= Your assignment =
The reply should hold only the lines from the one with "Teacher note: have the class pick out the gray" through the end of the data, each given exactly.

=== Excerpted data ===

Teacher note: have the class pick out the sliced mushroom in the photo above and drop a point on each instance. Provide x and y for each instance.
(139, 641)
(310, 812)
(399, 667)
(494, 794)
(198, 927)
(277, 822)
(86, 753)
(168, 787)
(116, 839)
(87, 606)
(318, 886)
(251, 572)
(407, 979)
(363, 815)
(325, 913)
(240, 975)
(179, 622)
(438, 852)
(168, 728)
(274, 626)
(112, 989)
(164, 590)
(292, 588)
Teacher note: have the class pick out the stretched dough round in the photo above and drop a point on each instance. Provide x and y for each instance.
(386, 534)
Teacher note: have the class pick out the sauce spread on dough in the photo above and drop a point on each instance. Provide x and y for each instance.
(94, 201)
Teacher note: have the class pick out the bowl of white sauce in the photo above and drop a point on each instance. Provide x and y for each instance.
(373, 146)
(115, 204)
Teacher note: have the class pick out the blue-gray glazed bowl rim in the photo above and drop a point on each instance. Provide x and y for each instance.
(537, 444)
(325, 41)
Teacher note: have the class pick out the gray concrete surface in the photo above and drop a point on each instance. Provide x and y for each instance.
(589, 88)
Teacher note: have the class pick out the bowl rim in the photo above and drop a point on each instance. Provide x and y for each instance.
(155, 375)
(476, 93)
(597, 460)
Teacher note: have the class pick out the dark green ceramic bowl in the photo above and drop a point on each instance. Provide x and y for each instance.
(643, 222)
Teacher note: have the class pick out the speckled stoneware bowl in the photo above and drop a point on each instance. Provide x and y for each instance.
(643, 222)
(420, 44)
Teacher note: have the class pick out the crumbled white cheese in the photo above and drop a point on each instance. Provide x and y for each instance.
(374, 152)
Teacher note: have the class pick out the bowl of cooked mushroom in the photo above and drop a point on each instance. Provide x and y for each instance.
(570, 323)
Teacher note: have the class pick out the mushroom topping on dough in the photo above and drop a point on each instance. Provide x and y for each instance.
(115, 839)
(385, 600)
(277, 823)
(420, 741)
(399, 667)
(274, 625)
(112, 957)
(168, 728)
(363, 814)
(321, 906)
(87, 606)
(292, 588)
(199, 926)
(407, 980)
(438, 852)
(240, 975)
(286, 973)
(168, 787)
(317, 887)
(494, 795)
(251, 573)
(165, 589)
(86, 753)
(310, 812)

===

= Expected answer =
Teacher note: have the class pick out the gray concrete surface in the photo above and drop a point on each instance. Provide x and y for each instance.
(589, 88)
Teacher note: have the class pick out the bowl rim in the photo above and drop a point on each instance. Provide x and y for each instance.
(155, 375)
(476, 93)
(597, 460)
Teacher note: have the class pick out the dark green ceramic bowl in the photo above and drop a point on each instance. Provide x and y for each instance.
(643, 222)
Teacher note: have the class pick out the speckled stoneware bowl in the photo above and drop a point on each instance. Provide x and y for each instance.
(643, 222)
(420, 44)
Teacher note: have the class pick out the crumbled white cheese in the photo above and drop a point on each instance. Provide x and y for each instance.
(374, 152)
Teacher note: have the class pick out the bowl of cooked mushroom in the photo above and drop a point on each instance. Provide x and y for each instance.
(570, 323)
Teacher note: have the class pick out the mushroom topping on dough in the photo above and drop a point on each instance. Provide x and y for each instance.
(115, 839)
(385, 600)
(277, 823)
(420, 741)
(399, 667)
(274, 625)
(112, 957)
(168, 728)
(363, 814)
(321, 906)
(87, 606)
(292, 588)
(199, 926)
(407, 980)
(438, 852)
(240, 975)
(286, 973)
(168, 787)
(317, 887)
(494, 795)
(251, 573)
(165, 589)
(86, 753)
(310, 812)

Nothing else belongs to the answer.